## YOUR TASKS
#1 Summarize the Social Security and Medicare excerpt in two sentences.
#2 Answer these questions using the Social Security and Medicare excerpt:
(a) About what share of the costs of Medicare Parts B and D do the premiums paid by older Americans cover?
(b) How much of the 2022 general revenue transfers went to Medicare?
(c) By what year would the transfers reach 3.8 percent of GDP if full benefits were maintained?

EXCERPT section start

As a budgetary matter, it is also important to note that Social Security and Medicare do not “pay for themselves.” The trustees’ reports confirm that Social Security and Medicare Part A will experience growing cash deficits in the future as they pay out more than they receive from their dedicated resources.

General federal revenues also support Medicare Part B, which provides various medical services, and Medicare Part D, which helps pay for prescription drugs. By design, the premiums that older Americans pay for these elements of Medicare cover only about 25 percent of their costs.

According to supplemental data provided with the Trustees report, the general revenue transfers to Social Security and Medicare needed to cover their annual cash-flow deficits totaled $480 billion in calendar year 2022, or 1.9 percent of GDP. This consisted of $89 billion for Social Security and $391 billion for Medicare. If full benefits were maintained in both programs, by 2033 these transfers would double to 3.8 percent of GDP.

These problems should be enough to grab the immediate attention of lawmakers, but it is also important to observe that in some ways the Trustees Reports may understate longer-term shortfalls.

EXCERPT section end
PROVIDED DATA section start

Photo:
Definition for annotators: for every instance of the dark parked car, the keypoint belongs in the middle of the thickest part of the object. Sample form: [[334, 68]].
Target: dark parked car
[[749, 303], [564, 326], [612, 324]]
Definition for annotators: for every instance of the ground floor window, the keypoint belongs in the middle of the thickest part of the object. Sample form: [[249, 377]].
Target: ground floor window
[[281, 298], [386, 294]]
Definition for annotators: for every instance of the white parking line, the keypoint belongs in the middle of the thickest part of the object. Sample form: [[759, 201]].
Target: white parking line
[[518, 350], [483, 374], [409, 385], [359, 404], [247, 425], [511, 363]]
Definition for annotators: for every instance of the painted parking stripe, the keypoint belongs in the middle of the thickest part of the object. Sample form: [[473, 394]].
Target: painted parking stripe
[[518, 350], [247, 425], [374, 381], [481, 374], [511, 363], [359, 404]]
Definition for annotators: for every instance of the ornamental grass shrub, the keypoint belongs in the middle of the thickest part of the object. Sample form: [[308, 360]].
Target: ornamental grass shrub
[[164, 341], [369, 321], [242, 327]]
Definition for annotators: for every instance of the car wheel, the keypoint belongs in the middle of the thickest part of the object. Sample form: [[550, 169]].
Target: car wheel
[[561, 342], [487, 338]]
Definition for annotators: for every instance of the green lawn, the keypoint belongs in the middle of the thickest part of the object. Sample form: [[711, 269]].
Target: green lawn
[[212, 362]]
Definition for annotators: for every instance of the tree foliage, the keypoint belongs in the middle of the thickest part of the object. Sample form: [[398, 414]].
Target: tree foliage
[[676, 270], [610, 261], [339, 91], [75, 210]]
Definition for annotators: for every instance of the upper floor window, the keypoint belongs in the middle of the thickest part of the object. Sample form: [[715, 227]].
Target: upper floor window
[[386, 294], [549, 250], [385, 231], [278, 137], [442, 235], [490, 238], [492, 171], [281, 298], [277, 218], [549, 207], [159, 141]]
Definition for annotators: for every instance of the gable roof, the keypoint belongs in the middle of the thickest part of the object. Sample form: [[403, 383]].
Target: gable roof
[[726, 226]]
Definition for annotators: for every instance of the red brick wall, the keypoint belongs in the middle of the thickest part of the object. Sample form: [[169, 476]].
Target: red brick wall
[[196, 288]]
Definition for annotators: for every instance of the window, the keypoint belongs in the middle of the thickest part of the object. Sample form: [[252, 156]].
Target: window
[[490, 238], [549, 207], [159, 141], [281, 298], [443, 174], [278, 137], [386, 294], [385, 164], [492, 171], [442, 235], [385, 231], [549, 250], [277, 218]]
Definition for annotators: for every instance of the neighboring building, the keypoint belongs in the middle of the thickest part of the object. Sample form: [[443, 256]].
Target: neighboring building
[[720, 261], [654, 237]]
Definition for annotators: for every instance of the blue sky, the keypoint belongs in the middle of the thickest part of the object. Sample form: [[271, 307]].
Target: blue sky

PROVIDED DATA section end

## RESPONSES PER TASK
#1 Social Security and Medicare do not pay for themselves: the trustees' reports show that Social Security and Medicare Part A will run growing cash deficits, and Parts B and D also draw on general federal revenues because premiums cover only about 25 percent of their costs. General revenue transfers to cover the two programs' cash-flow deficits totaled $480 billion, or 1.9 percent of GDP, in calendar year 2022, and they would double to 3.8 percent of GDP by 2033 if full benefits were maintained.

#2
(a) About 25 percent.
(b) $391 billion.
(c) 2033.